> Task details:
From the records below, work out how many lines carry the string "each". Leave out everything but the number.

> Data in this exercise:
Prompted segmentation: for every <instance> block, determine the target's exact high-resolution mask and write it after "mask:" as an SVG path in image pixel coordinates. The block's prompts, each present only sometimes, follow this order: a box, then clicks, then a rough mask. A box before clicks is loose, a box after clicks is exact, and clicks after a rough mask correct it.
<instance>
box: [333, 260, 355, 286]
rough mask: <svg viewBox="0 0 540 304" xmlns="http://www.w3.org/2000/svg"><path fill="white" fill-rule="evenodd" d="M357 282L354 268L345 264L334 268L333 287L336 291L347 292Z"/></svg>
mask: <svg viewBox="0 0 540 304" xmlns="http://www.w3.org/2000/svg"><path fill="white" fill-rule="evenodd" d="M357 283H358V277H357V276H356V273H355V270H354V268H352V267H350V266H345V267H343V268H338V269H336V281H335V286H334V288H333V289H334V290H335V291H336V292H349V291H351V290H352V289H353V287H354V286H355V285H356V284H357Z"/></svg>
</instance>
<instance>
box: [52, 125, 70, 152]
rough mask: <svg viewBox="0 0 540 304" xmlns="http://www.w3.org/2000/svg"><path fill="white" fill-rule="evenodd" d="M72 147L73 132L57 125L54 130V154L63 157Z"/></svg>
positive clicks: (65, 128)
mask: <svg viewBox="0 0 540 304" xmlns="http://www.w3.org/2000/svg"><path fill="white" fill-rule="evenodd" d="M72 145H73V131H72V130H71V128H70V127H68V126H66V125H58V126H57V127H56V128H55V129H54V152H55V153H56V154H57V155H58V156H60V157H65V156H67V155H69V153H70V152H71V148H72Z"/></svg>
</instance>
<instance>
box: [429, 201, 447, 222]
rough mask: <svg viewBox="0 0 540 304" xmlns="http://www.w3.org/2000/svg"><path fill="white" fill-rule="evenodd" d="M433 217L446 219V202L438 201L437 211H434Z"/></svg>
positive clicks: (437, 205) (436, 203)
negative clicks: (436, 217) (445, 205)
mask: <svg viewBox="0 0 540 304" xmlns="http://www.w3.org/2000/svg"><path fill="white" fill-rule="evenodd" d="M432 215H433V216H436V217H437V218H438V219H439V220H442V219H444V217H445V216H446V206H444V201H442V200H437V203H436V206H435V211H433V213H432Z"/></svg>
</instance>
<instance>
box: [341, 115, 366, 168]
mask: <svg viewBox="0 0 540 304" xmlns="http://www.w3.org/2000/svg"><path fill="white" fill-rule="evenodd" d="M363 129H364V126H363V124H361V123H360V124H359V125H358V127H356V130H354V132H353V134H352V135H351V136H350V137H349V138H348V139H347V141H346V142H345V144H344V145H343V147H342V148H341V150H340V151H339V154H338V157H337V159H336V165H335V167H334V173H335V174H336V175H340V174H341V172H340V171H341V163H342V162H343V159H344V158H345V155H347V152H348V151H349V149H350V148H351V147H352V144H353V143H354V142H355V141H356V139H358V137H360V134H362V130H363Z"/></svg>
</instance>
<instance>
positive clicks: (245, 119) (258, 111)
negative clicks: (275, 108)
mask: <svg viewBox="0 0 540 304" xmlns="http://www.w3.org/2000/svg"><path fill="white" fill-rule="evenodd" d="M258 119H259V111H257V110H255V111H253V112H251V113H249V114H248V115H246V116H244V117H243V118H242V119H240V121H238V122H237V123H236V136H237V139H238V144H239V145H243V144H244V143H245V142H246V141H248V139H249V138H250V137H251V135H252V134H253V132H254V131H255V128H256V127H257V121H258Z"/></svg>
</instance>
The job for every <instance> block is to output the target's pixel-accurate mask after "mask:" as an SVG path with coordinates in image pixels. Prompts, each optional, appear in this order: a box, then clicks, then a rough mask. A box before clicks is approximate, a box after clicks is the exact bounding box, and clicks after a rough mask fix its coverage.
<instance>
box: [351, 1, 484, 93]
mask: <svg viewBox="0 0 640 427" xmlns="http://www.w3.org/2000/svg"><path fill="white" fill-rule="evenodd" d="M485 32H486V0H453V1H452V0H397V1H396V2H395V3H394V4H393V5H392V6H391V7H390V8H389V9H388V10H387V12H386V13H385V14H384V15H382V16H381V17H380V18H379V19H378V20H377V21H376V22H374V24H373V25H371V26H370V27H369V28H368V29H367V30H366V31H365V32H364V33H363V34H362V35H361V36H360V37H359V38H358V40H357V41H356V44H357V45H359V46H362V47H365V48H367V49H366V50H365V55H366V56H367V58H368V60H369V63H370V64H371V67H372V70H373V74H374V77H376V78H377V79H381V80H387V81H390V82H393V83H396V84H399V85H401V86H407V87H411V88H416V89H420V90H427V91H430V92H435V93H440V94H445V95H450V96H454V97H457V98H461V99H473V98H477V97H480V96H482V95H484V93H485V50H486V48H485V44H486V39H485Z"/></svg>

> Your response:
2